Reproduce the material from the line with "Find black and" up to and including the line with "xmin=0 ymin=185 xmax=273 ymax=480", keeping the requests unchanged and shifting every bounding-box coordinate in the answers up by 124.

── Data to process ──

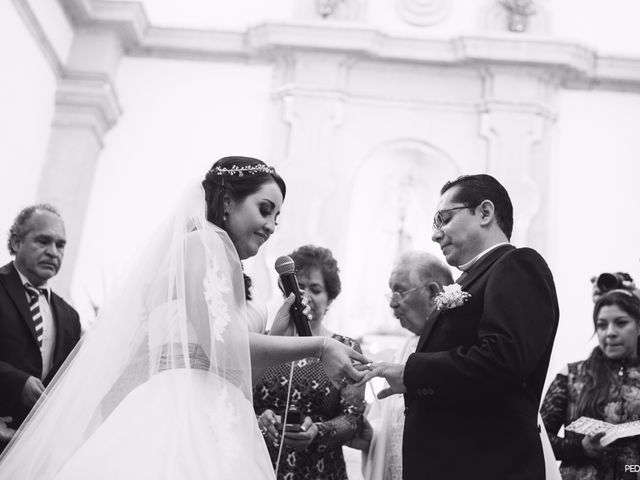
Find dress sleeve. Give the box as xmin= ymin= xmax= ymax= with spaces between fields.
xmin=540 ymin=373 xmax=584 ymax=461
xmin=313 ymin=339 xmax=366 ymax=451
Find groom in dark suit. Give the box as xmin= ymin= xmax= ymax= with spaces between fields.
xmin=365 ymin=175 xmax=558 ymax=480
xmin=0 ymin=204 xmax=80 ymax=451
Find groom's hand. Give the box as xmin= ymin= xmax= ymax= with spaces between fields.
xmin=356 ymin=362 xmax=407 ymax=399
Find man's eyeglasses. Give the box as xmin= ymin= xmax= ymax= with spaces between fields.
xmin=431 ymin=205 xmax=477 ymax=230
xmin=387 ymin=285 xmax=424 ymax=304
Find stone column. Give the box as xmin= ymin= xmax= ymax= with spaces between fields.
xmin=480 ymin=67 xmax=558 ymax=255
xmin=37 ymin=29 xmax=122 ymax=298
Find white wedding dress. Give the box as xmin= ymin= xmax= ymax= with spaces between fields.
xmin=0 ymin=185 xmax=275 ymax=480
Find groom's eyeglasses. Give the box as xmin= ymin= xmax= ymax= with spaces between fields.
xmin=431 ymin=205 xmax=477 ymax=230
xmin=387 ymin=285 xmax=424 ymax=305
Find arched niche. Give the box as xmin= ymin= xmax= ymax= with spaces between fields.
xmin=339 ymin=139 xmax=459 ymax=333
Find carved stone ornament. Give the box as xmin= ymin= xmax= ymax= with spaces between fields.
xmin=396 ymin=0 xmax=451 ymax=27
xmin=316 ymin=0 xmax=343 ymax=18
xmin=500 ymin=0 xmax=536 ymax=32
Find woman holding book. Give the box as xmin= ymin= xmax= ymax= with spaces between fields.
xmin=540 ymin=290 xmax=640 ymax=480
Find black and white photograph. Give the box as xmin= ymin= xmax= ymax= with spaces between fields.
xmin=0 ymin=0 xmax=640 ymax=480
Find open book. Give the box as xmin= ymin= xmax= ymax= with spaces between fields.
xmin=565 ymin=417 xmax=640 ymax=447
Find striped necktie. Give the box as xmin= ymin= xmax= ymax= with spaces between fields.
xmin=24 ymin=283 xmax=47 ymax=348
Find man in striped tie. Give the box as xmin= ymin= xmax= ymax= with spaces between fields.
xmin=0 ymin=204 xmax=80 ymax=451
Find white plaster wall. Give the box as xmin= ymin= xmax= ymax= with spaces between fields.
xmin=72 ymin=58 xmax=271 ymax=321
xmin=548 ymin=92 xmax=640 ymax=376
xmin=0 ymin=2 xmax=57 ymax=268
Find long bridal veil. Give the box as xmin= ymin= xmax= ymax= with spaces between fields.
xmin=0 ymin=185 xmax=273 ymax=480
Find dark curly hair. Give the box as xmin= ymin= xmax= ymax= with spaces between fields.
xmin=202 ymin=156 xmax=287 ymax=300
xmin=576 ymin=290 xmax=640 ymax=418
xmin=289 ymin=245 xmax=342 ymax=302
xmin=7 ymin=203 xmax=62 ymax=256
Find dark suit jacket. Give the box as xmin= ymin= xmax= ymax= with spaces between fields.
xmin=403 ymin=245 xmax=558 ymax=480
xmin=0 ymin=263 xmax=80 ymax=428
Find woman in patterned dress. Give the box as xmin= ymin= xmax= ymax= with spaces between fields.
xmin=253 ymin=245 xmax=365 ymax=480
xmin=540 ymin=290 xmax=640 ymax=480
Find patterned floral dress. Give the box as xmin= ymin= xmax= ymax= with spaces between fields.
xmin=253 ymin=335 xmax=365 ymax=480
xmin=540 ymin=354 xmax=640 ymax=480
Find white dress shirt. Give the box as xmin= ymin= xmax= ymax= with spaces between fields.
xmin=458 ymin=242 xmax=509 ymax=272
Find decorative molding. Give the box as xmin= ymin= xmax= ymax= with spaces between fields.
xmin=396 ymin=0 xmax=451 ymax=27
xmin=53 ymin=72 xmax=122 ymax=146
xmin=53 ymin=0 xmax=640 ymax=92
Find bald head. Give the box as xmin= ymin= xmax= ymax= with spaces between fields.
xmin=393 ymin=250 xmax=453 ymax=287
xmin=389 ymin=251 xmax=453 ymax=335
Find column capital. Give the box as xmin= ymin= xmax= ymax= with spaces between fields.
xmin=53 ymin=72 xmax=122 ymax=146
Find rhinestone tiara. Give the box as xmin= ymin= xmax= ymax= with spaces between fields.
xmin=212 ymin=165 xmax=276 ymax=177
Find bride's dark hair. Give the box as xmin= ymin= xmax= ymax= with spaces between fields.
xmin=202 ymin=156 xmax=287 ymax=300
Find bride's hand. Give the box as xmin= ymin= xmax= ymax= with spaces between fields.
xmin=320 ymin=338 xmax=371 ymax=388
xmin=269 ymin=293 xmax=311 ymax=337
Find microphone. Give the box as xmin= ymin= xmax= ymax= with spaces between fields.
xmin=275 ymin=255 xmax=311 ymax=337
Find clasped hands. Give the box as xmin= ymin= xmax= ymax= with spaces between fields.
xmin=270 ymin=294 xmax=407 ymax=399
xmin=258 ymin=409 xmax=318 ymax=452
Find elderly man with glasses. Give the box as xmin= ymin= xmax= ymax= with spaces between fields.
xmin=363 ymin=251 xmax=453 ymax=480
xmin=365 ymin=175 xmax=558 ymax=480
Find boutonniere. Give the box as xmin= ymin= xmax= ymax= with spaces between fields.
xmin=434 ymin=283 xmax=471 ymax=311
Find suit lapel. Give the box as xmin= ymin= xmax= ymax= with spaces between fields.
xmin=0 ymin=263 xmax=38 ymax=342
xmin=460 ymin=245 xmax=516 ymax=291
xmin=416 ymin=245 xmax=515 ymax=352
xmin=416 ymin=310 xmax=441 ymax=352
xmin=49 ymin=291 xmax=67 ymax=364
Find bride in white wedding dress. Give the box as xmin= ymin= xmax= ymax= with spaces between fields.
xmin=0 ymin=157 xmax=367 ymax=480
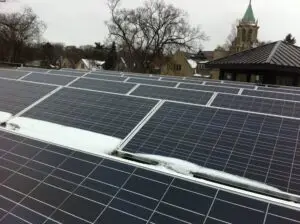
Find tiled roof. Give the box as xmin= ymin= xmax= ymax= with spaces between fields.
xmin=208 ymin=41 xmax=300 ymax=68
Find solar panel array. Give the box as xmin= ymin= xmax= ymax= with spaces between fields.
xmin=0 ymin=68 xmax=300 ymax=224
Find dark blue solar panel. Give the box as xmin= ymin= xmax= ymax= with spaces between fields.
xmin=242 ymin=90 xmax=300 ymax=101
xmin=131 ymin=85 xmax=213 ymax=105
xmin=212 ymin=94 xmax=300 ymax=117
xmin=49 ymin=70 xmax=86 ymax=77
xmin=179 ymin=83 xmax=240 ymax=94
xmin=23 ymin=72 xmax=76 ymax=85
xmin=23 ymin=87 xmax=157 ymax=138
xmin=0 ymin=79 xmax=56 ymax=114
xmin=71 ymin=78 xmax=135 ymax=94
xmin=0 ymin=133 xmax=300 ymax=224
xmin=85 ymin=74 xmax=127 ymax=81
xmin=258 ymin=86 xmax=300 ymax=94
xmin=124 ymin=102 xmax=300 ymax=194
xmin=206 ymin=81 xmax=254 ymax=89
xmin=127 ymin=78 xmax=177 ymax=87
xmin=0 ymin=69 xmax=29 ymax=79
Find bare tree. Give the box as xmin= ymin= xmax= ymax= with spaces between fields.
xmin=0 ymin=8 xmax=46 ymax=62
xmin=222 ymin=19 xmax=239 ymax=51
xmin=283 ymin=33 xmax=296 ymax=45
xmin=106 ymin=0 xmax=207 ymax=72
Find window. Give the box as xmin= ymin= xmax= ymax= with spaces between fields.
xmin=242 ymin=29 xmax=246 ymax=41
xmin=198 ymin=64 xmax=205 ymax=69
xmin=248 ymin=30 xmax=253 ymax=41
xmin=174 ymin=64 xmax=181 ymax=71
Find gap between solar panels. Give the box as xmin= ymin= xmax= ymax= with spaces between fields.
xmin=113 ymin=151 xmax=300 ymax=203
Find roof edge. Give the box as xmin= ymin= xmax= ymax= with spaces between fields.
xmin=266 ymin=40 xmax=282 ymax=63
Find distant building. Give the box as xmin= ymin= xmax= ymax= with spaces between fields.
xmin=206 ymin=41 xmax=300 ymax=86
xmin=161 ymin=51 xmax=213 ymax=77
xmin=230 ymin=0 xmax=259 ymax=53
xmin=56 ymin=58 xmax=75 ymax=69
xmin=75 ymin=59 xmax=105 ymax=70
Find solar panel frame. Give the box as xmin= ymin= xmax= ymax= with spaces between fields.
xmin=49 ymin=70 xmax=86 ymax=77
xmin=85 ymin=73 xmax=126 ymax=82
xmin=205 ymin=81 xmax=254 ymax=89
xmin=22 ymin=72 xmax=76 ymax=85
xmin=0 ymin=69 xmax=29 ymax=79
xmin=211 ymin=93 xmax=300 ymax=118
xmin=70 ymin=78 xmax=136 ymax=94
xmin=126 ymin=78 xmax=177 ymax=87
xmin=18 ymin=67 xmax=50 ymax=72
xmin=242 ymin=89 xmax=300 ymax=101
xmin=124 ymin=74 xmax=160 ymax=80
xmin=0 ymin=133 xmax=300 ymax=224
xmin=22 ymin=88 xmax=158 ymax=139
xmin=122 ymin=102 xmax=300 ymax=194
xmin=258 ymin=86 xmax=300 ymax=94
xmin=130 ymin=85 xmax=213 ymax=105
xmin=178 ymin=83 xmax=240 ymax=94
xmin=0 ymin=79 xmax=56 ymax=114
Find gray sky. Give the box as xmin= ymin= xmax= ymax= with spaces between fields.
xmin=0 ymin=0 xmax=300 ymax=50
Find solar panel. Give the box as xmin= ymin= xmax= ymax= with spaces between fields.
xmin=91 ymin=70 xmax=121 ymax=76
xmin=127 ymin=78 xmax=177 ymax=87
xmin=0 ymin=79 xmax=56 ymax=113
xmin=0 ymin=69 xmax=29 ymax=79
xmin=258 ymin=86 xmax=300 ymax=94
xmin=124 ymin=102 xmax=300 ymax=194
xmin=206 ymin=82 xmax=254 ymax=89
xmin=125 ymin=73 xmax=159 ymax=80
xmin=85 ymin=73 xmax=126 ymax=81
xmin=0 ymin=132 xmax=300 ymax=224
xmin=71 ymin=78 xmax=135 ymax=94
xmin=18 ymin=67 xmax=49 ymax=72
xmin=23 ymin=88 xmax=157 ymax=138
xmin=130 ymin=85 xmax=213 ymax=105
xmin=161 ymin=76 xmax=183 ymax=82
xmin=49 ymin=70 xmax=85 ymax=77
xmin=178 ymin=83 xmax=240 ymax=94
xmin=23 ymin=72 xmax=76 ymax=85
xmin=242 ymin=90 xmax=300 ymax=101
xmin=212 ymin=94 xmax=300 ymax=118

───

**The result**.
Find black and white photograph. Give the box as xmin= ymin= xmax= ymax= with spaces between fields.
xmin=124 ymin=124 xmax=764 ymax=604
Find open book. Give the box as xmin= ymin= xmax= ymax= with spaces between fields.
xmin=689 ymin=541 xmax=764 ymax=571
Find striped necktie. Give the box as xmin= ymin= xmax= ymax= with spaces between fields.
xmin=148 ymin=407 xmax=171 ymax=472
Find man in striped tie. Give the box as xmin= ymin= xmax= ymax= with spaces between fields.
xmin=124 ymin=328 xmax=204 ymax=575
Find white plaster wall. Give the box as xmin= ymin= xmax= ymax= with spaces between fields.
xmin=196 ymin=182 xmax=395 ymax=445
xmin=672 ymin=216 xmax=764 ymax=500
xmin=124 ymin=126 xmax=181 ymax=392
Find long bridal veil. Give the box as xmin= ymin= xmax= ymax= with spaces between fields.
xmin=124 ymin=309 xmax=397 ymax=604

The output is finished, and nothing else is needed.